• Consigne
Dites si chacune des affirmations suivantes est conforme au texte. Répondez par oui ou par non et citez, mot pour mot, le passage du texte qui tranche.
1. Selon le texte, un poète ne doit rien posséder.
2. Le livre « Les Minutes Heureuses » a paru aux Éditions Gallimard.
3. Le texte affirme que l’étude suffit à former le caractère.

• Bloc de texte
Quand le bourgeois Milliardaire se pâme devant l’Art, devant une phrase de Baudelaire ou devant une figure déchirée de Bacon, chaque sait qu’il n’est pas à sa place. Qu’il veuille amasser des valeurs côtées en Bourse ou s’enrichir de valeurs spirituelles, le Milliardaire est encore supportable (c’est la Loi de la Jungle d’aujourd’hui) mais sait-il seulement quelle prétention il atteint lorsqu’il se pique de poésie ou de peinture ? La prétention d’être l’égal du Poète et de la Poésie par ses avoirs. Pauvre et risible Milliardaire qui confond le verbe Avoir avec le verbe Être. Car un poète, lui, ne doit rien posséder.
BiBi s’est replongé dans le livre de Georges Haldas «Les Minutes Heureuses » aux Editions l’Âge d’Homme. Ces carnets écrits au jour le jour sont une inépuisable Source pour quiconque en devient lecteur. BiBi tire de ce puits des ressources insoupçonnées.
«Les pensées justes ne suffisent pas à faire un homme. Il y faut le caractère. Que l’étude est impuissante à former ».
Pensant à Gérard parti en cendres au Royaume des Démons et des Anges, BiBi lui adresse ces quatre lignes de l’écrivain : «Je voudrais écrire une lettre en disant : « Ô mes Amis, vous êtes mon seul bien. Contre vous, la mort, elle-même, ne prévaut pas. Car, acceptée, elle est encore une manière, pour moi, de fortifier ma relation à vous. »

(Extraits d’un jeu de données)
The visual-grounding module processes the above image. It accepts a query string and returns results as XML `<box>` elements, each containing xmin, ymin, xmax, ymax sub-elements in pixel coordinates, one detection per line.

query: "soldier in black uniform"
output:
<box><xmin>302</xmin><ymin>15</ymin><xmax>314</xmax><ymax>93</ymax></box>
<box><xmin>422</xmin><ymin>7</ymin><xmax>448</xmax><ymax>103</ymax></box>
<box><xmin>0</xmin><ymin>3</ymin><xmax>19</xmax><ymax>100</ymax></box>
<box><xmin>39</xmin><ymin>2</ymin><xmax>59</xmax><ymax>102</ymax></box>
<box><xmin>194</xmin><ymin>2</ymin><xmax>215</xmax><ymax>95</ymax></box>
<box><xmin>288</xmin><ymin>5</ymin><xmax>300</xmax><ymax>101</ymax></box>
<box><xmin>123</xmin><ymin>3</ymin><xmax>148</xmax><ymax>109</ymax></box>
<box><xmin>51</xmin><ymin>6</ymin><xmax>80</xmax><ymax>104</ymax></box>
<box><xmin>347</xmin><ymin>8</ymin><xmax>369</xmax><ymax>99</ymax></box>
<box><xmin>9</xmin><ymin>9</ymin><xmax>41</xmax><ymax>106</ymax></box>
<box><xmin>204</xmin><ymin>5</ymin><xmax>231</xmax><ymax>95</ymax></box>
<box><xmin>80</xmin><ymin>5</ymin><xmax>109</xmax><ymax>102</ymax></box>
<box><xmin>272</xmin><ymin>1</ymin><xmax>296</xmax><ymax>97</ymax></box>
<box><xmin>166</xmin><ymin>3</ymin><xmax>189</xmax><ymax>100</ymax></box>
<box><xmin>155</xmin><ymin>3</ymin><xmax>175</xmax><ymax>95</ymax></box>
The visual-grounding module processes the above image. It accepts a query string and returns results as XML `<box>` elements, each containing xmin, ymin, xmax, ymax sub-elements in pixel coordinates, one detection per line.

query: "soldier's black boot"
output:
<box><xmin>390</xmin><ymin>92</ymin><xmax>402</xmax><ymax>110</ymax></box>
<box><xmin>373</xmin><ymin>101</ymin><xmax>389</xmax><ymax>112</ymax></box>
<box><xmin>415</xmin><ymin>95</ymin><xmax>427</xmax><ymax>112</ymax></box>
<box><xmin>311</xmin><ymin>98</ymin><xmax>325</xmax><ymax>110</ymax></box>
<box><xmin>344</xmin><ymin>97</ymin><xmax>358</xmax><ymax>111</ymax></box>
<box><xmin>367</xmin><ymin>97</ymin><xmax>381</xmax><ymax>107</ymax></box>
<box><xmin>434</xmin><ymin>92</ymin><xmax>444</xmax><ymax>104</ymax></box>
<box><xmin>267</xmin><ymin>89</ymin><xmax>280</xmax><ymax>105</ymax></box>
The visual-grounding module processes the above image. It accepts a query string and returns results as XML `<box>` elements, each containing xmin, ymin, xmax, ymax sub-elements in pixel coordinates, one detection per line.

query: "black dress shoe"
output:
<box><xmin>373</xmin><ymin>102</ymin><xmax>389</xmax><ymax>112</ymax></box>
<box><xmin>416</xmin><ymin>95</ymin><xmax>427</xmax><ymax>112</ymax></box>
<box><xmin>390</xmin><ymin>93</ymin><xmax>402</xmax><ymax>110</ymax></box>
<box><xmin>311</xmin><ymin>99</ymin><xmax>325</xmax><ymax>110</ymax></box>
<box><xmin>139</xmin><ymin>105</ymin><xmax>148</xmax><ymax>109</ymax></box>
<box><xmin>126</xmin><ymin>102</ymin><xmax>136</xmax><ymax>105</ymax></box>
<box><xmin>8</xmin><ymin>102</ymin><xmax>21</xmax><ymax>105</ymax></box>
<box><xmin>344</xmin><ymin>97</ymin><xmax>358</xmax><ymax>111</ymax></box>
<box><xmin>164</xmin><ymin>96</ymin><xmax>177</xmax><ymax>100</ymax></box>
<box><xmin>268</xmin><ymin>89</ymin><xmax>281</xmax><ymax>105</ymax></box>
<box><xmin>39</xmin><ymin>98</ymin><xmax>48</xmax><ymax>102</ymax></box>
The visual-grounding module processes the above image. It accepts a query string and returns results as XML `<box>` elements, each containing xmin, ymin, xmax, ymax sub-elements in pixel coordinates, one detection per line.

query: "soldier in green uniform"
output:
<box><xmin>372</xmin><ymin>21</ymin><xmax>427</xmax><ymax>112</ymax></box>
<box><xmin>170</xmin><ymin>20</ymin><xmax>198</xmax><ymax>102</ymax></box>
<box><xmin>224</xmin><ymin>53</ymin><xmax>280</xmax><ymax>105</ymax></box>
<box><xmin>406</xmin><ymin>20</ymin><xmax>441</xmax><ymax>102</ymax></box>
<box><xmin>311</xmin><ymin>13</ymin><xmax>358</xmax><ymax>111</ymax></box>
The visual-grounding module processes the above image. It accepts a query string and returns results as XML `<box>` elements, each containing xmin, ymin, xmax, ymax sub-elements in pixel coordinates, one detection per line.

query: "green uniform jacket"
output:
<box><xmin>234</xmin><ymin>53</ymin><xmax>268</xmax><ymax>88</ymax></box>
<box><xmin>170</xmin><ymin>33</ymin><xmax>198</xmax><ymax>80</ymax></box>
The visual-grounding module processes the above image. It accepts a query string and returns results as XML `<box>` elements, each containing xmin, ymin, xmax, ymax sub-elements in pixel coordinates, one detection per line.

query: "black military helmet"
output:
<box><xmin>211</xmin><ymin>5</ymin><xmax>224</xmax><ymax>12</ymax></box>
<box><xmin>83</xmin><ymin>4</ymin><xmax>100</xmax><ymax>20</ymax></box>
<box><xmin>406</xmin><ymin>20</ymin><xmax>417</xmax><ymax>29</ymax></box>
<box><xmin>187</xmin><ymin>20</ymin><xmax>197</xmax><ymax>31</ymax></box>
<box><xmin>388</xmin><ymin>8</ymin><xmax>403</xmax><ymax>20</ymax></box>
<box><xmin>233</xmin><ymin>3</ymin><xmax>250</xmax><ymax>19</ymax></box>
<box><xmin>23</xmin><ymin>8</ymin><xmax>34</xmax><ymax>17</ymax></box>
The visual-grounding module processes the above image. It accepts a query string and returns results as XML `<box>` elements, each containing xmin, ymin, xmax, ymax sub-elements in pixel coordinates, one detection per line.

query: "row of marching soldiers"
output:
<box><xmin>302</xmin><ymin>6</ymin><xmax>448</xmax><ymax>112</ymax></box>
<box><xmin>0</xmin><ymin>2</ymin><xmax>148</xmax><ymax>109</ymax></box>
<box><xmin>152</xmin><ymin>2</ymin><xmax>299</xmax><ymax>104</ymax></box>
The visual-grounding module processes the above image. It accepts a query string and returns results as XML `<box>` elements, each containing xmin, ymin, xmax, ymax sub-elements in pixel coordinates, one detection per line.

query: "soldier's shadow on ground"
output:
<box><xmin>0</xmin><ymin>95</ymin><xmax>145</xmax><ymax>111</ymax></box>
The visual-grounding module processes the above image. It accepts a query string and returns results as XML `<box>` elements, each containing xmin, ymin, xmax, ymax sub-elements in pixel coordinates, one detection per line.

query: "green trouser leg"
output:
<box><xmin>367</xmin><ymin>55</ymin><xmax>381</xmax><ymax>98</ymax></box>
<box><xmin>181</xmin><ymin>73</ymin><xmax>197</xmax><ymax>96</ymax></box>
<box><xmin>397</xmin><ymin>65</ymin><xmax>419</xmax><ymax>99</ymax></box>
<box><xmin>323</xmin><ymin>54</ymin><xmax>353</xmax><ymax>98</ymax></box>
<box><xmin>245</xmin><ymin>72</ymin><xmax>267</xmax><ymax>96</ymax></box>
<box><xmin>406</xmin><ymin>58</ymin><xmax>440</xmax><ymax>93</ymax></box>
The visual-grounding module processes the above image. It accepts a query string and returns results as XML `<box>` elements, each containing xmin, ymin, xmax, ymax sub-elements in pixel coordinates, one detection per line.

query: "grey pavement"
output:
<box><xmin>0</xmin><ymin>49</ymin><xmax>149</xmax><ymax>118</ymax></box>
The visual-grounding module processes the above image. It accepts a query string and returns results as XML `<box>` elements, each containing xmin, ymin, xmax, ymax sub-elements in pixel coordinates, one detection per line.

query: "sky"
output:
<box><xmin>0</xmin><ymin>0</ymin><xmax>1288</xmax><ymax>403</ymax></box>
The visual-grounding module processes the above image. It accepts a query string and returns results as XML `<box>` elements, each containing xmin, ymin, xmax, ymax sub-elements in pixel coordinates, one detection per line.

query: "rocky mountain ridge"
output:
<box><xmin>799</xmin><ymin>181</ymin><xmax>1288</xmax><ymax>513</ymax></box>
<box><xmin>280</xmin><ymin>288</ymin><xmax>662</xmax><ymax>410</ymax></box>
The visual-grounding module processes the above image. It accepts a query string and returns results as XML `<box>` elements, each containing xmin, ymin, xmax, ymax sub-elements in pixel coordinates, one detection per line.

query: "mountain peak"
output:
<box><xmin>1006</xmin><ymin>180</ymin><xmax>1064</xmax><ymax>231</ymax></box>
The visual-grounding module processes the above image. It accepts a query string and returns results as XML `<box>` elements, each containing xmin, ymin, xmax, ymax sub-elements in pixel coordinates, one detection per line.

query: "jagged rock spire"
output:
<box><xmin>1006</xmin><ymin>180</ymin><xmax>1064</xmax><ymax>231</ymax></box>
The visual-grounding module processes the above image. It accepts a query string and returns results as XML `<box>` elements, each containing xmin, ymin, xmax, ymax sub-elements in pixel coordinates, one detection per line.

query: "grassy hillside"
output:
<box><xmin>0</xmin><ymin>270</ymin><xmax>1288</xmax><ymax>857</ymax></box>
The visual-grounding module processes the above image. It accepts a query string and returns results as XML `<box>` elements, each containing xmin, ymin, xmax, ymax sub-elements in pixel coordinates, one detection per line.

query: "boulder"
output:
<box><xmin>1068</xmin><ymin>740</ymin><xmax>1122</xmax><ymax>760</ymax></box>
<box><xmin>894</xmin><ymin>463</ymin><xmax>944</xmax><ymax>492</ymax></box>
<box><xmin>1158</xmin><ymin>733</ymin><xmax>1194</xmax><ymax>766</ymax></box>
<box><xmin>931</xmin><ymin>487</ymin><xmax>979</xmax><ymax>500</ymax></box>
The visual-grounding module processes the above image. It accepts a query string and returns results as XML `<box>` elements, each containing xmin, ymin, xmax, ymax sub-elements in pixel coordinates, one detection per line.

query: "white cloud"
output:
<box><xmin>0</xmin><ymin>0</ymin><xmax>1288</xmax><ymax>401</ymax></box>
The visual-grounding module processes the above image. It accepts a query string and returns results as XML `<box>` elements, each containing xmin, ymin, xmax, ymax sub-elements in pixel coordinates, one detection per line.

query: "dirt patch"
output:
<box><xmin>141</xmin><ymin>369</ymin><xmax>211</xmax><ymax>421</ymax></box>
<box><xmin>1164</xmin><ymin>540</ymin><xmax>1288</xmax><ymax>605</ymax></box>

• Corrigé
1. Oui : « Car un poète, lui, ne doit rien posséder. »
2. Non : « aux Editions l’Âge d’Homme »
3. Non : « Que l’étude est impuissante à former »